Items from a data source>
** Start **
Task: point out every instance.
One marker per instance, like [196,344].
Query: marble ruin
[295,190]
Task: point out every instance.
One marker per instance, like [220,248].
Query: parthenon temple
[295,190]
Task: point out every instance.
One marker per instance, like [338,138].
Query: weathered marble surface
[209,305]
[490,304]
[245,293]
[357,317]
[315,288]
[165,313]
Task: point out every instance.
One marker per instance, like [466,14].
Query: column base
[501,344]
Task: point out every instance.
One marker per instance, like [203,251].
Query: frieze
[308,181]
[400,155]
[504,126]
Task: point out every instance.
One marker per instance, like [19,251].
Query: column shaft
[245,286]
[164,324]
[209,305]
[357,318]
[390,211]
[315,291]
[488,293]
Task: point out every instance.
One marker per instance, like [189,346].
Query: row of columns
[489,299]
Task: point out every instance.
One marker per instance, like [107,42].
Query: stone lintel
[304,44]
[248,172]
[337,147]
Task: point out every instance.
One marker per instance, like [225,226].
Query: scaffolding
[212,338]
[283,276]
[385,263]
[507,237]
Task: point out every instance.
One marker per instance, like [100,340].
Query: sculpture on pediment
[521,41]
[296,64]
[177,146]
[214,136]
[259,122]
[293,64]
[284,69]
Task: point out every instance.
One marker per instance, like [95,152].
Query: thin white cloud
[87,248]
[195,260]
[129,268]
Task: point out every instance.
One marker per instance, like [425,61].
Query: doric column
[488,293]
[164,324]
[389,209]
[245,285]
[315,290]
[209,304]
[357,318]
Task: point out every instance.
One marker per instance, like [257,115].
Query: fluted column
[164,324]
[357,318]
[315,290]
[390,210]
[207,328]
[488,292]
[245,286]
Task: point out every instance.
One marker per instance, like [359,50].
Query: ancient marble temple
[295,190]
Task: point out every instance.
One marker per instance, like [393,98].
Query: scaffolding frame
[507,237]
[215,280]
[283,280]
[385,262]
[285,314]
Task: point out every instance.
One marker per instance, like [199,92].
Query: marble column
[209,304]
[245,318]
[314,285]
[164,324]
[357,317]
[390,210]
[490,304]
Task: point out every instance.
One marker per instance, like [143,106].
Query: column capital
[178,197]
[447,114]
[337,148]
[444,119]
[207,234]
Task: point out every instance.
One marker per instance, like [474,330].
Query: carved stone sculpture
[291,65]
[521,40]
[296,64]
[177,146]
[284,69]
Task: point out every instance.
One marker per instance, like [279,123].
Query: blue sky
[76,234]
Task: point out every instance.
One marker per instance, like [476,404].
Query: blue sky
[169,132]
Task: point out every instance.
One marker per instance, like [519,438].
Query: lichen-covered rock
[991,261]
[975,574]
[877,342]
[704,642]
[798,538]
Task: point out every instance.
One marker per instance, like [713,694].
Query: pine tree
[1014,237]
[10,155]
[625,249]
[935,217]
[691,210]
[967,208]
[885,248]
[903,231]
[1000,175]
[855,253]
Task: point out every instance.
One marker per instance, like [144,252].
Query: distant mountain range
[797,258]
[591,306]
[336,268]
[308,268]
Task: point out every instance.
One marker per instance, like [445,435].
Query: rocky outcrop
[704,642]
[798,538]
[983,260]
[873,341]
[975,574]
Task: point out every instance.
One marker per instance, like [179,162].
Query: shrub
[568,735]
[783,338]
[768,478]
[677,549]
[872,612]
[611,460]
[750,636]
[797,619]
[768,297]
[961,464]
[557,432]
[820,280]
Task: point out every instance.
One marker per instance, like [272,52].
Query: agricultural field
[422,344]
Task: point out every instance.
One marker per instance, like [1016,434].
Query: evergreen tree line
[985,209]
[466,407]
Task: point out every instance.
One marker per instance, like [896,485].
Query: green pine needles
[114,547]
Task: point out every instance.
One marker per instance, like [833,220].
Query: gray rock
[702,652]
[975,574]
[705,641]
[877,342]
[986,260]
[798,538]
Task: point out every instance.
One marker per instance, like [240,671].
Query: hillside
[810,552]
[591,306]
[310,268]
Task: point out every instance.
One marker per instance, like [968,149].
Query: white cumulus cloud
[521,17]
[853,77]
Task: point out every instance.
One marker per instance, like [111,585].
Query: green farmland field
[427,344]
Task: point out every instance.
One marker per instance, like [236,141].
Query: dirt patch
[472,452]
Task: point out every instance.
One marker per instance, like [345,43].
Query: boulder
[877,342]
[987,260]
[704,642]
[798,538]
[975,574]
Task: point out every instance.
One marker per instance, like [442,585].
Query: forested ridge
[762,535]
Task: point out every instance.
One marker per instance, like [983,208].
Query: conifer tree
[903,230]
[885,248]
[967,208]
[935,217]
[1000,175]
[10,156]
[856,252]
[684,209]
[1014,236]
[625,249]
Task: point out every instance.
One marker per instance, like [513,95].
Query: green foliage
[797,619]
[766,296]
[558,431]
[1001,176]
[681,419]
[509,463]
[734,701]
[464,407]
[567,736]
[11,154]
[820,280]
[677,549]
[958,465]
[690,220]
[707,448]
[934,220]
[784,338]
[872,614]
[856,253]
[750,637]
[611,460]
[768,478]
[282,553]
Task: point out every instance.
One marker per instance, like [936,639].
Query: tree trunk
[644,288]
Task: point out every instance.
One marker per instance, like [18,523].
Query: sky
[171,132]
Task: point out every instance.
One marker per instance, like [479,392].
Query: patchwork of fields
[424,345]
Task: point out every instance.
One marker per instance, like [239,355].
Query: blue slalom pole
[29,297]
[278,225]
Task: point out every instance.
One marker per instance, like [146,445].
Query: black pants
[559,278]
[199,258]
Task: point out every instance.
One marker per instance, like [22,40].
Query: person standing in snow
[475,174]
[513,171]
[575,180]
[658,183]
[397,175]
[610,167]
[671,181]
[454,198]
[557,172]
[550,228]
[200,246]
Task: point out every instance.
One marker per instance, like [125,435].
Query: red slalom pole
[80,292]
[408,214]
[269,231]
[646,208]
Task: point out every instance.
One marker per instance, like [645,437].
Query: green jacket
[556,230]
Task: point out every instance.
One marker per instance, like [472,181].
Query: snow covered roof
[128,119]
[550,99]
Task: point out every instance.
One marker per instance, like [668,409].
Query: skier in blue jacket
** End **
The exercise> Write out every entry word for word.

Final result>
Task: point out every instance.
One marker per instance, like [196,344].
Query: marble ruin
[295,190]
Task: point out every instance.
One marker per instance, like [220,248].
Query: parthenon temple
[295,190]
Task: point out every instance.
One marker per instance, like [338,138].
Query: weathered marble surface
[209,305]
[490,304]
[245,293]
[357,317]
[315,288]
[165,313]
Task: point out every instance.
One marker per instance, like [466,14].
Query: column base
[501,344]
Task: point out every instance.
One marker per instance, like [203,251].
Query: frieze
[308,181]
[400,155]
[504,126]
Task: point out every instance.
One marker per instance, like [19,251].
Query: column shaft
[245,286]
[164,324]
[209,305]
[357,318]
[390,211]
[315,291]
[488,293]
Task: point out every instance.
One marker per instance, like [189,346].
Query: row of columns
[489,299]
Task: point out every instance.
One marker per instance, like [107,42].
Query: stone lintel
[304,44]
[248,172]
[337,147]
Task: point out every instance.
One marker per instance, like [225,226].
Query: scaffolding
[212,338]
[283,276]
[385,263]
[507,237]
Task: point out every instance.
One marker per instance, like [100,340].
Query: sculpture on pediment
[521,41]
[296,64]
[177,146]
[214,136]
[259,122]
[293,64]
[284,69]
Task: point out every instance.
One marker per instance, like [95,152].
Query: thin white cloud
[87,248]
[195,260]
[129,268]
Task: point out every instance.
One marker per instance, like [425,61].
Query: doric column
[488,293]
[164,324]
[389,209]
[245,285]
[315,290]
[209,304]
[357,318]
Task: point out every instance.
One marker per instance, like [257,115].
Query: fluted column
[164,324]
[357,318]
[315,290]
[390,210]
[207,328]
[488,292]
[245,286]
Task: point out every instance.
One marker per instance, like [359,50].
Query: ancient marble temple
[295,190]
Task: point out every instance.
One marker per instance, like [393,98].
Query: scaffolding frame
[507,237]
[215,280]
[283,280]
[385,262]
[285,314]
Task: point out every instance.
One marker per instance, like [199,92].
Query: marble column
[209,304]
[245,318]
[314,285]
[164,324]
[357,317]
[390,210]
[490,304]
Task: point out every instance.
One marker per instance, like [143,106].
Query: column capital
[178,197]
[447,114]
[337,148]
[444,119]
[207,234]
Task: point out every instance.
One marker per instance, like [474,330].
Query: carved stone sculpture
[291,65]
[521,40]
[296,64]
[177,146]
[284,69]
Task: point out every instance.
One marker per instance, like [279,123].
Query: blue sky
[76,234]
Task: point out every instance.
One marker per instance, like [476,404].
Query: blue sky
[169,132]
Task: point out every instance.
One marker per instance, like [519,438].
Query: lichen-covered rock
[991,261]
[975,574]
[877,342]
[704,642]
[798,538]
Task: point out every instance.
One marker per instance, like [713,694].
Query: pine tree
[1014,237]
[10,155]
[625,249]
[935,217]
[691,210]
[967,208]
[885,248]
[903,231]
[1000,175]
[855,253]
Task: point out every instance.
One marker per instance, like [144,252].
Query: distant mountain range
[797,258]
[591,306]
[336,268]
[308,268]
Task: point out every instance.
One marker per instance, like [445,435].
Query: rocky outcrop
[704,642]
[798,538]
[983,260]
[873,341]
[975,574]
Task: point out every instance.
One marker per instance, like [179,162].
Query: shrub
[568,735]
[783,338]
[768,478]
[677,549]
[872,612]
[611,460]
[750,636]
[797,619]
[768,297]
[961,464]
[557,432]
[820,280]
Task: point out every instance.
One marker per instance, like [272,52].
Query: agricultural field
[422,344]
Task: point out every instance.
One marker per instance, like [1016,434].
Query: evergreen tree line
[985,209]
[466,407]
Task: point out every instance.
One marker per instance, like [896,485].
Query: green pine needles
[114,547]
Task: point out every instance.
One marker per instance, like [833,220].
Query: gray rock
[702,652]
[975,574]
[705,641]
[877,342]
[986,260]
[798,538]
Task: point out every instance.
One marker per instance, like [240,671].
Query: hillside
[810,552]
[591,306]
[310,268]
Task: point out every instance.
One marker per instance, like [968,149].
Query: white cumulus cloud
[521,17]
[853,77]
Task: point out every instance.
One marker per instance, like [111,585].
Query: green farmland field
[427,344]
Task: point out every instance.
One marker per instance, like [236,141].
Query: dirt patch
[472,452]
Task: point out every instance.
One marker per instance, like [345,43].
Query: boulder
[877,342]
[987,260]
[704,642]
[798,538]
[975,574]
Task: point out every instance.
One marker per instance, like [442,585].
Query: forested ridge
[762,535]
Task: point out every instance.
One marker per instance, like [983,208].
Query: conifer tree
[903,230]
[885,248]
[967,208]
[935,217]
[1000,175]
[10,156]
[856,252]
[684,209]
[1014,236]
[625,249]
Task: point out every instance.
One marker per instance, like [513,95].
Query: green foliage
[797,619]
[766,296]
[558,431]
[1001,176]
[681,419]
[509,463]
[734,701]
[464,407]
[567,736]
[11,154]
[820,280]
[677,549]
[958,465]
[690,220]
[707,448]
[934,220]
[784,338]
[872,614]
[856,253]
[750,637]
[611,460]
[768,478]
[282,553]
Task: point out every instance.
One marker per instance, like [936,639].
Query: tree trunk
[644,288]
Task: point out every instance.
One marker per instance, like [18,523].
Query: sky
[171,132]
Task: point out every instance.
One marker per instance, like [479,392].
Query: patchwork of fields
[424,345]
Task: point out every instance.
One marker per instance, like [239,355].
Query: blue slalom pole
[29,297]
[278,225]
Task: point out every instance.
One marker per instance, like [146,445].
Query: black pants
[559,278]
[199,258]
Task: point out every instance.
One marker per instance, like [22,40].
Query: person standing in snow
[475,174]
[513,171]
[575,180]
[658,183]
[397,175]
[610,167]
[671,181]
[454,198]
[557,172]
[550,228]
[200,246]
Task: point out every instance.
One marker per instance, like [125,435].
Query: red slalom pole
[80,292]
[408,214]
[269,231]
[646,208]
Task: point out every instance.
One marker per instance, like [645,437].
Query: green jacket
[556,230]
Task: point out every instance.
One marker per instance, like [472,181].
Query: snow covered roof
[128,119]
[550,99]
Task: point out every instance.
One marker per instance, like [668,409].
Query: skier in blue jacket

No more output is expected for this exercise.